# WORK INSTRUCTIONS
Write out every one of the entries below line for line without changing anything, and omit the pictures.

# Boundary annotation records
----------------------------------------

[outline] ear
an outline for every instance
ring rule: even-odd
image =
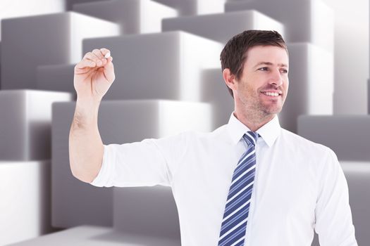
[[[222,72],[222,76],[223,77],[223,80],[225,81],[225,83],[226,83],[228,87],[232,89],[233,91],[235,90],[236,89],[235,86],[237,84],[235,80],[235,76],[231,74],[230,69],[225,68]]]

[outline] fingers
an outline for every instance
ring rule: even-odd
[[[75,67],[83,69],[85,67],[105,67],[111,63],[112,60],[111,51],[109,49],[105,48],[95,48],[92,52],[87,52]]]

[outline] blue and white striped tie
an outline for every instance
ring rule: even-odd
[[[222,220],[218,246],[244,245],[252,190],[254,183],[254,146],[258,136],[258,134],[254,131],[248,131],[243,136],[248,146],[233,174]]]

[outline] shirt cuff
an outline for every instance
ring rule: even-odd
[[[104,145],[104,152],[103,154],[103,162],[101,167],[98,175],[90,183],[91,185],[97,187],[111,187],[113,186],[113,176],[114,160],[111,148],[109,145]]]

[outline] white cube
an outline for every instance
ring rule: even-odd
[[[226,0],[154,0],[178,11],[180,15],[196,15],[223,12]]]
[[[83,39],[120,33],[117,24],[73,12],[4,19],[1,26],[2,89],[36,89],[38,65],[77,63]]]
[[[164,31],[188,32],[223,44],[249,29],[274,30],[284,35],[284,26],[281,23],[256,11],[167,18],[162,24]]]
[[[0,160],[50,159],[51,105],[70,101],[66,92],[0,91]]]
[[[12,245],[12,246],[180,246],[179,240],[156,238],[117,231],[109,227],[81,226],[38,238]]]
[[[52,124],[52,224],[111,226],[111,188],[99,188],[74,178],[68,136],[75,103],[55,103]],[[150,123],[148,123],[150,122]],[[123,143],[161,138],[187,130],[211,131],[207,103],[169,101],[101,102],[99,127],[103,143]]]
[[[283,23],[286,41],[312,43],[333,53],[334,11],[322,0],[245,0],[225,4],[226,12],[247,9],[260,11]]]
[[[51,231],[50,160],[0,161],[0,245]]]
[[[333,56],[308,43],[288,44],[289,89],[279,115],[281,126],[297,132],[300,115],[333,115]]]
[[[111,51],[116,81],[106,100],[199,101],[202,70],[220,67],[223,46],[183,32],[128,35],[84,41],[84,51]]]
[[[73,11],[119,24],[121,34],[159,32],[162,18],[177,16],[174,8],[151,0],[112,0],[75,4]]]

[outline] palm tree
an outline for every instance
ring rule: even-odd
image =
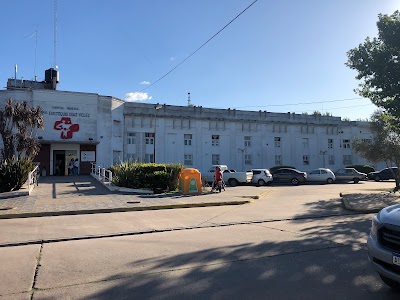
[[[0,135],[3,140],[2,158],[25,156],[33,159],[40,150],[37,130],[44,128],[42,109],[29,106],[26,101],[6,100],[0,109]]]

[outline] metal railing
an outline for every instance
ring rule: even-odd
[[[39,166],[36,166],[33,171],[28,174],[28,191],[30,193],[31,187],[39,185]]]
[[[106,168],[102,168],[101,166],[96,165],[95,163],[91,164],[91,171],[93,177],[97,178],[99,181],[104,183],[112,183],[112,172]]]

----------------------------------------

# ANSWER TO THE TASK
[outline] ear
an outline for every instance
ring rule: even-odd
image =
[[[222,72],[222,76],[223,77],[223,80],[225,81],[225,83],[226,83],[228,87],[232,89],[233,91],[235,90],[236,89],[235,86],[237,84],[235,80],[235,76],[231,74],[230,69],[225,68]]]

[outline] fingers
an outline for every instance
ring rule: even-odd
[[[75,67],[83,69],[85,67],[105,67],[111,63],[112,60],[111,51],[109,49],[105,48],[95,48],[92,52],[87,52]]]

[outline] blue and white striped tie
an outline for every instance
ring rule: even-odd
[[[222,220],[218,246],[244,245],[252,190],[254,183],[254,146],[258,136],[258,134],[254,131],[248,131],[243,136],[248,146],[233,174]]]

[outline] shirt cuff
an outline for every instance
ring rule: even-odd
[[[104,145],[104,152],[103,154],[103,162],[101,167],[98,175],[90,183],[91,185],[97,187],[111,187],[113,186],[113,176],[114,160],[111,148],[109,145]]]

[outline] white cube
an outline for every instance
ring rule: even-odd
[[[226,0],[154,0],[178,11],[180,15],[196,15],[223,12]]]
[[[83,39],[120,33],[117,24],[73,12],[4,19],[1,26],[2,89],[36,89],[38,65],[77,63]]]
[[[164,31],[188,32],[223,44],[249,29],[274,30],[284,35],[284,26],[281,23],[256,11],[167,18],[162,24]]]
[[[0,160],[50,159],[51,105],[70,101],[66,92],[0,91]]]
[[[12,245],[12,246],[180,246],[179,240],[156,238],[117,231],[109,227],[81,226],[38,238]]]
[[[52,124],[52,224],[111,226],[111,188],[99,188],[74,178],[68,136],[75,103],[55,103]],[[150,123],[148,123],[150,122]],[[123,143],[161,138],[187,130],[211,131],[207,103],[169,101],[101,102],[99,127],[103,143]]]
[[[283,23],[286,41],[312,43],[333,53],[334,11],[322,0],[245,0],[225,4],[226,12],[247,9],[260,11]]]
[[[51,231],[50,160],[0,161],[0,245]]]
[[[333,56],[308,43],[288,44],[289,89],[279,115],[281,126],[297,132],[300,115],[333,115]]]
[[[111,51],[116,81],[106,100],[199,101],[202,70],[220,67],[223,46],[183,32],[128,35],[84,41],[84,51]]]
[[[73,11],[119,24],[121,34],[159,32],[162,18],[177,16],[174,8],[151,0],[112,0],[75,4]]]

[outline] palm tree
an outline for every instance
ring rule: even-odd
image =
[[[0,135],[3,140],[2,158],[25,156],[33,159],[40,150],[37,130],[44,128],[42,109],[29,106],[26,101],[6,100],[0,109]]]

[outline] metal railing
an outline for every instance
ring rule: even-odd
[[[39,166],[36,166],[33,171],[28,174],[28,191],[30,193],[31,187],[39,185]]]
[[[106,168],[102,168],[101,166],[96,165],[95,163],[91,164],[91,171],[93,177],[97,178],[99,181],[104,183],[112,183],[112,172]]]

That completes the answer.